(Data items)
+--

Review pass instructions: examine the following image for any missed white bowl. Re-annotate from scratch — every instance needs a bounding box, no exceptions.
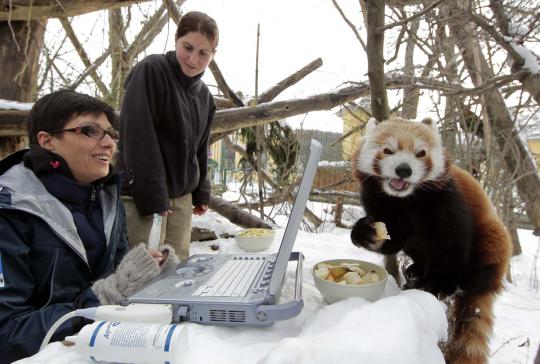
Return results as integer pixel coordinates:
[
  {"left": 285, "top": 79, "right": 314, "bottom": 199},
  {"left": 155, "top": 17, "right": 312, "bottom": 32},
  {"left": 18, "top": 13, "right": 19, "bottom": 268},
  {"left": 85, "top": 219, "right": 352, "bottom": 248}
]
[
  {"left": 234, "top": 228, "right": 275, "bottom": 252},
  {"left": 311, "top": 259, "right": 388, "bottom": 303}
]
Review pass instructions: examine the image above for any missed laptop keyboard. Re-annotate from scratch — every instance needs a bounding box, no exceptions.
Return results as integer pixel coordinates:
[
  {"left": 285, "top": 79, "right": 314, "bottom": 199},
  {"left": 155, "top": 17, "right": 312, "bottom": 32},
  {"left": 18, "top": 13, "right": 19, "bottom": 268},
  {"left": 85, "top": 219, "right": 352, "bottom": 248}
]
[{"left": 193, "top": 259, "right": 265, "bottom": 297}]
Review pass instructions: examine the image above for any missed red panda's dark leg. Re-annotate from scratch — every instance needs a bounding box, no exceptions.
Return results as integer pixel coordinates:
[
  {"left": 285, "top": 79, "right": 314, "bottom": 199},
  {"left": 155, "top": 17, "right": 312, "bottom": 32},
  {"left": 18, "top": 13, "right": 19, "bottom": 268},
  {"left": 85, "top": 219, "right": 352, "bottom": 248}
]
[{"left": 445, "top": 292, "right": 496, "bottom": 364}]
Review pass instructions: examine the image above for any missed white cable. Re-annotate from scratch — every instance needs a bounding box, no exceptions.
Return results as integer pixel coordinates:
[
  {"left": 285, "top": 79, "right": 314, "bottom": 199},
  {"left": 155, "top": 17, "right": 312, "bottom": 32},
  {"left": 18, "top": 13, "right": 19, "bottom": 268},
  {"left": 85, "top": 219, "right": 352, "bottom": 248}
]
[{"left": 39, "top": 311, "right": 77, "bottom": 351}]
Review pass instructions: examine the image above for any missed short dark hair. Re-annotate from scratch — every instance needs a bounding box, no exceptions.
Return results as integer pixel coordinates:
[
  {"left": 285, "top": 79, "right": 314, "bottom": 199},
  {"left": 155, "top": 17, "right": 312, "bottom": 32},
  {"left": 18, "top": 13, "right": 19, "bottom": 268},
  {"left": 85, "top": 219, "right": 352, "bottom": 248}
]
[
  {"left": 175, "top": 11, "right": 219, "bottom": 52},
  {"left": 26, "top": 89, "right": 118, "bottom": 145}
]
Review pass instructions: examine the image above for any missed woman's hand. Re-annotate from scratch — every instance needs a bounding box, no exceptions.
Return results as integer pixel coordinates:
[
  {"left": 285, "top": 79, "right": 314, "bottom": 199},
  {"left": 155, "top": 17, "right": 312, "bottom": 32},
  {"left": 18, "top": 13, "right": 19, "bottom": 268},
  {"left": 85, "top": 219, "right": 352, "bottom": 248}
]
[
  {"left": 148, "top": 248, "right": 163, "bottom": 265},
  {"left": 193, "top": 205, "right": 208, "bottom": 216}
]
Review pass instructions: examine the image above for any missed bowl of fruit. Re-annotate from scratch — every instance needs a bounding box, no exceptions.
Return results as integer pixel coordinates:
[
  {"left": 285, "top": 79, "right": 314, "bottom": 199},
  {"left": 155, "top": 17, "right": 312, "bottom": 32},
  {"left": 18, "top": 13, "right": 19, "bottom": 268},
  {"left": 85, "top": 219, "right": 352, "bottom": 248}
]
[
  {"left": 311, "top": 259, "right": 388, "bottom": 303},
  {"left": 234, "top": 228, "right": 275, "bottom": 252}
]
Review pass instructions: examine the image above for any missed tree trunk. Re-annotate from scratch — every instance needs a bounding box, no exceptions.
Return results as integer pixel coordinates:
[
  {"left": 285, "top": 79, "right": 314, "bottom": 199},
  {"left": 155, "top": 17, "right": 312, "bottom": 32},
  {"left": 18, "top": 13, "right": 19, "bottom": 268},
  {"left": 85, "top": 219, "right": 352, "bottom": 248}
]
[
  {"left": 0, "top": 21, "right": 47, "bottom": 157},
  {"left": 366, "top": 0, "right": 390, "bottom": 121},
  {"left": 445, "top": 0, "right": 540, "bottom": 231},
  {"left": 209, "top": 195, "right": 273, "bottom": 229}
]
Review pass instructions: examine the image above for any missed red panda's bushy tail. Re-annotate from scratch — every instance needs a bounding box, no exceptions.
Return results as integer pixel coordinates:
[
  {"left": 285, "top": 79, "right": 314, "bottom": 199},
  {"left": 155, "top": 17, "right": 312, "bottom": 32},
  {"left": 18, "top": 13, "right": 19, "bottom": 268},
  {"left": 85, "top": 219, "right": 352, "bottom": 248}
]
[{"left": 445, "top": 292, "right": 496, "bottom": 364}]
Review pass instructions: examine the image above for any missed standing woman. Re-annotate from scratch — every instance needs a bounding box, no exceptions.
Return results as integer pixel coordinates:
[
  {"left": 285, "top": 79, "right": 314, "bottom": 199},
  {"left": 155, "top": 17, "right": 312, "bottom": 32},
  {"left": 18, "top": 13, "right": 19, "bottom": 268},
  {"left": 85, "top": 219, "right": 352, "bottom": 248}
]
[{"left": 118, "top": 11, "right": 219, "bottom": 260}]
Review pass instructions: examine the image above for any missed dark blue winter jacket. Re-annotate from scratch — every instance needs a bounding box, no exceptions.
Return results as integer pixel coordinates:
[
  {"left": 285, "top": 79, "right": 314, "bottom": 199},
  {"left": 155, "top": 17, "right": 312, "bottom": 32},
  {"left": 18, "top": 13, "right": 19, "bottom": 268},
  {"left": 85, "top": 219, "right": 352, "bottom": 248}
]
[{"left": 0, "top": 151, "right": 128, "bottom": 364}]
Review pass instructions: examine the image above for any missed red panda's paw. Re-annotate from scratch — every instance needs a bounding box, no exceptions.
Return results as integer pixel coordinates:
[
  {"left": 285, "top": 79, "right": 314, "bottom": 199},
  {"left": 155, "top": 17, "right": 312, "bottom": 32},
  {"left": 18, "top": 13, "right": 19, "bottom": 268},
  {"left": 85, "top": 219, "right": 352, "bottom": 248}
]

+--

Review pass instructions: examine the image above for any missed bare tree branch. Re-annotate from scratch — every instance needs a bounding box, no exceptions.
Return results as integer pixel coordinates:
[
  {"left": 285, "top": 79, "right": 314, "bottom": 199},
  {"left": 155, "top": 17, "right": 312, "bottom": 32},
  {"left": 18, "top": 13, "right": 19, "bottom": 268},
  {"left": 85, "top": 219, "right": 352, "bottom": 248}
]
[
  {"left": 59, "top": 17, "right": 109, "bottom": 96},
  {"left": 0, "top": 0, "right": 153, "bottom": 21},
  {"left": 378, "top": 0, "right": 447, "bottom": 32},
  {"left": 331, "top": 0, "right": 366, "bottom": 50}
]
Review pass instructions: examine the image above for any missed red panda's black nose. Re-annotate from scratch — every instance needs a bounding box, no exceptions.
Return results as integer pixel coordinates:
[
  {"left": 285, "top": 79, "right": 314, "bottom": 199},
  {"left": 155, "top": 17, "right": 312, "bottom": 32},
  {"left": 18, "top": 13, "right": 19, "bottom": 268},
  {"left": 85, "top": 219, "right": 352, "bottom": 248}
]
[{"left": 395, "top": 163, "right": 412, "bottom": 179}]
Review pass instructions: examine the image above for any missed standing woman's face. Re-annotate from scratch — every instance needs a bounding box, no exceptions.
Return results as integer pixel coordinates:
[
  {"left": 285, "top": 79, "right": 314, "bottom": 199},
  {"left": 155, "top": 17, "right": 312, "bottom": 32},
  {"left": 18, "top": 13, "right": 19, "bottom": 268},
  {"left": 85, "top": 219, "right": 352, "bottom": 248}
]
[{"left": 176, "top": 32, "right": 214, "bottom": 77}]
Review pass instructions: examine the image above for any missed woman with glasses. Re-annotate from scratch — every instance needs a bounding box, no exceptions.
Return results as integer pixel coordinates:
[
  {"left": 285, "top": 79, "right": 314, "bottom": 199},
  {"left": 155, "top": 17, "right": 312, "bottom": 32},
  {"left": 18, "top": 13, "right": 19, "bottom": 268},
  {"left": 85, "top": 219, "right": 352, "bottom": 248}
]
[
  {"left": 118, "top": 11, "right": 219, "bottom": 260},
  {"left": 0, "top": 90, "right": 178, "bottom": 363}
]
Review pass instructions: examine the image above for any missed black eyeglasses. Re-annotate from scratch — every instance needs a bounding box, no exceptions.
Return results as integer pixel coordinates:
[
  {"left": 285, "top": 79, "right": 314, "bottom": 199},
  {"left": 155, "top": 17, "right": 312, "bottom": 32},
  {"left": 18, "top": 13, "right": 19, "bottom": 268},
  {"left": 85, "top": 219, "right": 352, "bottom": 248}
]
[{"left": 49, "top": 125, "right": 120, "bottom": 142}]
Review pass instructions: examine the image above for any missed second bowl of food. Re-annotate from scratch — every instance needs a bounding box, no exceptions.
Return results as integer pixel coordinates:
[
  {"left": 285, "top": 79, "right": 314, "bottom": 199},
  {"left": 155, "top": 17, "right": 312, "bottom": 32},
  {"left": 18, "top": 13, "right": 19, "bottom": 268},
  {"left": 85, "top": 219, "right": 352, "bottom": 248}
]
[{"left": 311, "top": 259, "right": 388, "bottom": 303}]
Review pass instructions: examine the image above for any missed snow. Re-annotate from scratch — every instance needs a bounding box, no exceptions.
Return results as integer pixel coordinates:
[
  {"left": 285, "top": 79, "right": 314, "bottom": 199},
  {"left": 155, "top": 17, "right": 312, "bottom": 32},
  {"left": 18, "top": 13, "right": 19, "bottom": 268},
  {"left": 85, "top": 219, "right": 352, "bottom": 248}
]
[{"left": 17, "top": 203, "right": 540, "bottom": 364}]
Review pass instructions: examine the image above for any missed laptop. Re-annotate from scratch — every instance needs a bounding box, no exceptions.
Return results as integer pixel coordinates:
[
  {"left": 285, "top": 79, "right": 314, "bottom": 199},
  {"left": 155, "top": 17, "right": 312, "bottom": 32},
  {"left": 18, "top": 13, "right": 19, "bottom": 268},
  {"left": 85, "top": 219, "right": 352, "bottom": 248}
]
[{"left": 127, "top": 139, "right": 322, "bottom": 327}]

+--

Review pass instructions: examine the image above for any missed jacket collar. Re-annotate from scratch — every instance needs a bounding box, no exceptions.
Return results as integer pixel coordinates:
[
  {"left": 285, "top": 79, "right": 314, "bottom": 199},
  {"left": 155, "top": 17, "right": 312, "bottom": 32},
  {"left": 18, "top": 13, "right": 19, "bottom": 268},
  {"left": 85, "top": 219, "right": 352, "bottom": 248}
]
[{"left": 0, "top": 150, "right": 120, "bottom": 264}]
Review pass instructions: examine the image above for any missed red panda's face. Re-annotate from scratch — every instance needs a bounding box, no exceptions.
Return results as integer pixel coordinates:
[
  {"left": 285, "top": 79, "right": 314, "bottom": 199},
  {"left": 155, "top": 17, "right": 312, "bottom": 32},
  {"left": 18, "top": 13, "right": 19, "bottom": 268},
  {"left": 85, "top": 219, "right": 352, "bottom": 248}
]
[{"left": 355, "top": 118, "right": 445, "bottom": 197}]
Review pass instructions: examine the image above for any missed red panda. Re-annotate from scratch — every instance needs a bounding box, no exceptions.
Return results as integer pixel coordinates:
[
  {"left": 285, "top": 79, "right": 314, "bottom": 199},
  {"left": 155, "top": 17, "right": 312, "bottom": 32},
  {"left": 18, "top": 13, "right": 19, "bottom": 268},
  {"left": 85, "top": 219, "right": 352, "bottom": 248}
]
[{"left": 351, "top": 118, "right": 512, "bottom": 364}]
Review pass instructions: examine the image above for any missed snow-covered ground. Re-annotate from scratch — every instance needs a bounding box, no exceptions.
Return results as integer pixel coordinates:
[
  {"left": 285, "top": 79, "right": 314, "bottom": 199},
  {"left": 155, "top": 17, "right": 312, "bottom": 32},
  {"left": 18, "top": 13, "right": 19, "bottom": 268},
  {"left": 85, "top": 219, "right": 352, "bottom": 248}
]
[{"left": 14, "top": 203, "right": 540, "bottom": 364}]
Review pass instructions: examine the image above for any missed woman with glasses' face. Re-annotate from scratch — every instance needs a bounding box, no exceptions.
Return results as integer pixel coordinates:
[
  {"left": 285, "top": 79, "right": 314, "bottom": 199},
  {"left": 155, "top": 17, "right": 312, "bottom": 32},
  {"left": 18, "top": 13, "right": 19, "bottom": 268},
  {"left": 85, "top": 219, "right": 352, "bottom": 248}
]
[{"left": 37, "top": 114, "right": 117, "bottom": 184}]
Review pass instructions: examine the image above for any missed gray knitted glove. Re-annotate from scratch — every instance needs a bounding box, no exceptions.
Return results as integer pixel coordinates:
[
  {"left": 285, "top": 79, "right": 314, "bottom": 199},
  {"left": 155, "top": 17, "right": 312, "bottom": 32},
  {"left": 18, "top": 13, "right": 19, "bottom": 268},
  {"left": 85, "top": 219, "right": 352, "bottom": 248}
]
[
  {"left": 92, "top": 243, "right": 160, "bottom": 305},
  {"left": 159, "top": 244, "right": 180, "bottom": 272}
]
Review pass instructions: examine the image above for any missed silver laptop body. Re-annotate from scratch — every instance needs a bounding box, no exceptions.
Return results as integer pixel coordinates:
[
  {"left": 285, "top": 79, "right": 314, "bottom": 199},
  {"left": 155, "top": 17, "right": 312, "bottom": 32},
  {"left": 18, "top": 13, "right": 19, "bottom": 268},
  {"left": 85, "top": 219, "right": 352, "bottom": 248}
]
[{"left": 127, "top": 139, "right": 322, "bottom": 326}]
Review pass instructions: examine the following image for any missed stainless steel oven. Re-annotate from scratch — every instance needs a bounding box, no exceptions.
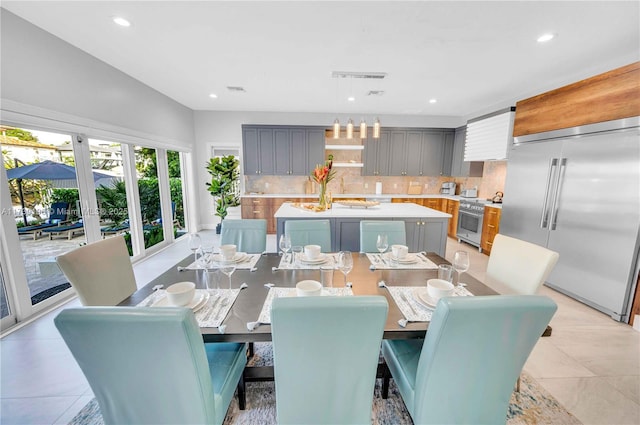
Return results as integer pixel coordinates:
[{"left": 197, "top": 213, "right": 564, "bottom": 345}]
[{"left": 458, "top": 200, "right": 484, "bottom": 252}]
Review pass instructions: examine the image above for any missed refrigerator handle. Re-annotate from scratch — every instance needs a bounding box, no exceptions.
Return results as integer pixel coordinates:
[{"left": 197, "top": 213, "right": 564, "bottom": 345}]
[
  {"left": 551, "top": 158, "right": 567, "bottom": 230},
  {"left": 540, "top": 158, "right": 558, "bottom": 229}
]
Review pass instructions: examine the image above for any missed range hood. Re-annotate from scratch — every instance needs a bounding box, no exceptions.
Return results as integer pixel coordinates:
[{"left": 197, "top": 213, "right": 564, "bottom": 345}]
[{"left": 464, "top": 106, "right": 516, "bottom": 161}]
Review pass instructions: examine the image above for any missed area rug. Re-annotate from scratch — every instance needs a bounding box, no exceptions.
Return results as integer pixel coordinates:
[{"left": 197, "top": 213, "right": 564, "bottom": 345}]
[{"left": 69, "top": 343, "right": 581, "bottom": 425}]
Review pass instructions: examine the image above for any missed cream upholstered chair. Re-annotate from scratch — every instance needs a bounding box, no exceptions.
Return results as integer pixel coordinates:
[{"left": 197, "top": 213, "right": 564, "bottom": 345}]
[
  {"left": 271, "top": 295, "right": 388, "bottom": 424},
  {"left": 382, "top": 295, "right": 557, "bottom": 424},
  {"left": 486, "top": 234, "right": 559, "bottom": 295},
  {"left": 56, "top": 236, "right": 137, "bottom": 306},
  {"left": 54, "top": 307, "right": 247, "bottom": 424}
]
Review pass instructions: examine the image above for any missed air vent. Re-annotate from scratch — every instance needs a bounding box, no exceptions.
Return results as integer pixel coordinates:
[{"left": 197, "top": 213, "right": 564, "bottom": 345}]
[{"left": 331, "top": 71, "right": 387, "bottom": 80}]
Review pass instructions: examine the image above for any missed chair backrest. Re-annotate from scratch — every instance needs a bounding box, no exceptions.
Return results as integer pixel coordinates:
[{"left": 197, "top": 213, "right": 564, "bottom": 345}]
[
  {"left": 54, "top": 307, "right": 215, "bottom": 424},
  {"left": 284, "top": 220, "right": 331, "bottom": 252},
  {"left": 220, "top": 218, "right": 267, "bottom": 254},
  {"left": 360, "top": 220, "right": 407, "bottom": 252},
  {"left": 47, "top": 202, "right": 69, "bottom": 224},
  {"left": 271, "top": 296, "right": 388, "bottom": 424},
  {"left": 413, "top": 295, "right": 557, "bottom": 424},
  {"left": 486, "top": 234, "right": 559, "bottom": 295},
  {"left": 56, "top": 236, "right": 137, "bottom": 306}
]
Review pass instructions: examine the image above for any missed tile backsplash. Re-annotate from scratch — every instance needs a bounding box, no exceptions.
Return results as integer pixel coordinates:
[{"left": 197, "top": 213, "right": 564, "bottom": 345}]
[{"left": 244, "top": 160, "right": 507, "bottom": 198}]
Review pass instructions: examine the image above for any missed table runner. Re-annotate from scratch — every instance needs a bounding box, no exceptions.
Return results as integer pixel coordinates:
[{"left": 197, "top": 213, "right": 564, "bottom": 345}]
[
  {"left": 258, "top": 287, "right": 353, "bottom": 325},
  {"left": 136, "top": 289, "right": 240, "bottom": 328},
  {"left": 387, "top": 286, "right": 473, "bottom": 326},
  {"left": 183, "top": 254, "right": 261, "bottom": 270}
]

+--

◆ Aim
Gather every line in the records above that contains the word "white", and copy each one in full.

◆ Output of the exercise
Review pass instructions: examine the following image for any missed white bowl. Re-annotate from scratch — every instance needs a bounding box, no exceptions.
Review pass instructions: examine the image above for any missed white cable. Re-annotate from scratch — every instance needs a bounding box, no exceptions.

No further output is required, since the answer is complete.